### TASKS FOR THIS EXERCISE
(A) In the thread on feeding a Spark InputDStream from an Akka Source, what library did the poster extract the actor-based implementation into?
(B) Reproduce the part of the thread on feeding a Spark InputDStream from an Akka Source starting at "val bCast = builder.add(Broadcast[Int](2))" and ending at "SourceShape(merge.out)".
(C) Write the next part of the thread on feeding a Spark InputDStream from an Akka Source, picking up after its final line.
==== PROVIDED PASSAGE
Reputation: 1339
I'm essentially trying to do the opposite of what is being asked in this question; that is to say, use a Source[A]
to push elements into a InputDStream[A]
.
So far, I've managed to clobber together an implementation that uses a Feeder actor and a Receiver actor similar to the ActorWordCount
example, but this seems a bit complex so I'm curious if there is a simpler way.
Upvotes: 2
Views: 587
Reputation: 1339
EDIT: Self-accepting after 5 days since there have been no good answers.
I've extracted the Actor-based implementation into a lib, Sparkka-streams, and it's been working for me thus far. When a solution to this question that is better shows up, I'll either update or deprecate the lib.
Its usage is as follows:
// InputDStream can then be used to build elements of the graph that require integration with Spark
val (inputDStream, feedDInput) = Streaming.connection[Int]()
val source = Source.fromGraph(GraphDSL.create() { implicit builder =>
import GraphDSL.Implicits._
val source = Source(1 to 10)
val bCast = builder.add(Broadcast[Int](2))
val merge = builder.add(Merge[Int](2))
val add1 = Flow[Int].map(_ + 1)
val times3 = Flow[Int].map(_ * 3)
source ~> bCast ~> add1 ~> merge
bCast ~> times3 ~> feedDInput ~> merge
SourceShape(merge.out)
})
val reducedFlow = source.runWith(Sink.fold(0)(_ + _))
whenReady(reducedFlow)(_ shouldBe 230)
val sharedVar = ssc.sparkContext.accumulator(0)
========
==== COLLECTED DATA
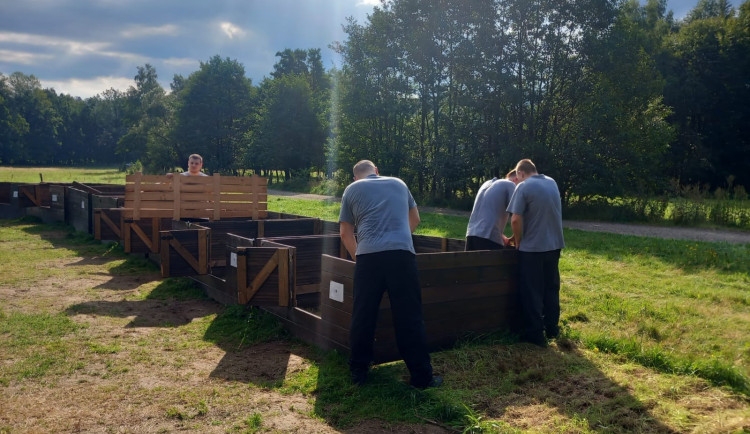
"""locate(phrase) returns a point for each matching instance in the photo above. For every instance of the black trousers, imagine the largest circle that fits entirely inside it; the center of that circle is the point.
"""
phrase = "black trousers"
========
### TASK-BY-TASK RESULTS
(A) Sparkka-streams

(B)
val bCast = builder.add(Broadcast[Int](2))
val merge = builder.add(Merge[Int](2))
val add1 = Flow[Int].map(_ + 1)
val times3 = Flow[Int].map(_ * 3)
source ~> bCast ~> add1 ~> merge
bCast ~> times3 ~> feedDInput ~> merge
SourceShape(merge.out)

(C)
inputDStream.foreachRDD { rdd =>
rdd.foreach { i =>
sharedVar += i
}
}
ssc.start()
eventually(sharedVar.value shouldBe 165)
Upvotes: 1
Reputation: 1806
Ref: http://spark.apache.org/docs/latest/streaming-custom-receivers.html
You can do it like:
class StreamStopped extends RuntimeException("Stream stopped")
// Serializable factory class
case class SourceFactory(start: Int, end: Int) {
def source = Source(start to end).map(_.toString)
}
class CustomReceiver(sourceFactory: SourceFactory)
extends Receiver[String](StorageLevel.MEMORY_AND_DISK_2) with Logging {
implicit val materializer = ....
def onStart() {
sourceFactory.source.runForEach { e =>
if (isStopped) {
// Stop the source
throw new StreamStopped
} else {
store(e)
}
} onFailure {
case _: StreamStopped => // ignore
case ex: Throwable => reportError("Source exception", ex)
}
}
def onStop() {}
}
val customReceiverStream = ssc.receiverStream(new CustomReceiver(SourceFactory(1,100))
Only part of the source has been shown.